RECORDED INFORMATION:
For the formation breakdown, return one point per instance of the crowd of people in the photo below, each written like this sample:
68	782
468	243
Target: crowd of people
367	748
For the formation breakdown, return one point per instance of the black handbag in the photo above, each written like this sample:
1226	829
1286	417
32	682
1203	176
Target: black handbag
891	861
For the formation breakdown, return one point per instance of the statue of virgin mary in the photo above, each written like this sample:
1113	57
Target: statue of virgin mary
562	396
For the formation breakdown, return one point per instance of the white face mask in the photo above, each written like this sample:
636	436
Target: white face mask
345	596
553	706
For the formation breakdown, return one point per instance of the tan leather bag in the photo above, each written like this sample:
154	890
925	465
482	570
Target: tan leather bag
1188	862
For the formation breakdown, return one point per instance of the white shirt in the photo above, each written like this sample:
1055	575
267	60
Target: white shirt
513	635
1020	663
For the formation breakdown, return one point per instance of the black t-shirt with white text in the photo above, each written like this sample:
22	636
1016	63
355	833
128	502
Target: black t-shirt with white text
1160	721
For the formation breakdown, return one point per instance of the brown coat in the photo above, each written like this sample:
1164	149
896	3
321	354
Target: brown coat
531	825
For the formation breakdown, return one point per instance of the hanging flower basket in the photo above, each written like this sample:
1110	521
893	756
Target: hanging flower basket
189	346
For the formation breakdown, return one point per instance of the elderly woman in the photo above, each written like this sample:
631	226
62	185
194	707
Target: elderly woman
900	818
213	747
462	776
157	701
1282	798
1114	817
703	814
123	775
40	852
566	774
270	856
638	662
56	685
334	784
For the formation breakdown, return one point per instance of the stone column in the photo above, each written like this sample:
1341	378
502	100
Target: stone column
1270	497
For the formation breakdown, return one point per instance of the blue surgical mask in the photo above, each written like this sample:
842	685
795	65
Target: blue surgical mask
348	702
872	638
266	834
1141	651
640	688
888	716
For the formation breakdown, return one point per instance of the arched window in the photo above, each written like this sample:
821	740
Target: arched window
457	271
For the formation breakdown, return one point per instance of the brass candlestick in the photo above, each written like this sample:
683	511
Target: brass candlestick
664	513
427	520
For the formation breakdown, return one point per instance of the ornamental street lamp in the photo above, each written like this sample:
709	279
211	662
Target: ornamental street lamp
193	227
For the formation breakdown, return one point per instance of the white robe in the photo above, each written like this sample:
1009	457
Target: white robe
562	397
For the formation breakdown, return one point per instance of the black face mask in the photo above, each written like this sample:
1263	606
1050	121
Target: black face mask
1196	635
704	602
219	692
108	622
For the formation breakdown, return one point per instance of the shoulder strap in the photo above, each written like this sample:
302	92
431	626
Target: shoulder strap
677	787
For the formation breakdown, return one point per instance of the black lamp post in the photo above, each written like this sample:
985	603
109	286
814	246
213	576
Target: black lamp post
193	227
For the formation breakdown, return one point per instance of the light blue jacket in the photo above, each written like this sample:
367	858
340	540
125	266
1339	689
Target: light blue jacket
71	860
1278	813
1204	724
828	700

TASK PROMPT: Copy out everything from the line containing "of the elderly" down through the last line of the material, keeping every character unchanged.

COMPLETE RESPONSE:
For the formation breakdown, return one point per instance of the elderly woman in the photo above, each written like this sample:
631	226
62	185
194	707
Target: elderly woman
900	818
213	747
462	776
157	701
1282	798
1114	817
703	814
123	775
40	852
566	774
270	856
638	662
56	685
334	784
For the formation breakdown, return one point per instance of the stone column in the photo above, each written like this sample:
1341	378
502	100
Target: stone column
1270	497
For the formation breakdown, return one point per instance of the blue surgical mask in the photo above, each written like this sample:
842	685
795	65
Target: blue surgical mask
348	702
872	638
266	834
1141	651
640	688
888	716
For the formation breakdown, return one point per instance of the arched window in the photo above, each written like this sample:
821	740
Target: arched window
457	271
For the formation breakdown, return one point per instance of the brass candlestick in the photo above, each written like this sample:
683	511
Target: brass candlestick
664	513
427	520
For the formation breakdown, return one point per instance of the ornamental street lamp in the photo above, each written like this sample:
709	279
211	662
Target: ornamental street lamp
193	227
For the formation breakdown, return one point per instance of the white robe in the photo above, each written like this sample:
1009	457
Target: white robe
562	397
For the formation breakdown, return one point per instance of the black face mask in the photo above, each written like this sample:
1263	606
1050	121
Target: black face mask
1196	635
704	602
219	692
108	622
For the formation breakdown, return one point per instance of the shoulder strap in the photo above, each written like this sample:
302	92
431	626
Target: shoulder strap
677	787
For the formation breakdown, return one point per instance of the black lamp post in the photo above, each written like this sample:
985	603
109	286
814	246
213	576
Target: black lamp post
193	227
For the formation breakdown, return one point per instance of the light blue jacket in the photo above, each written like this sample:
367	858
340	540
125	266
1339	689
Target: light blue jacket
71	860
1278	813
1204	724
828	700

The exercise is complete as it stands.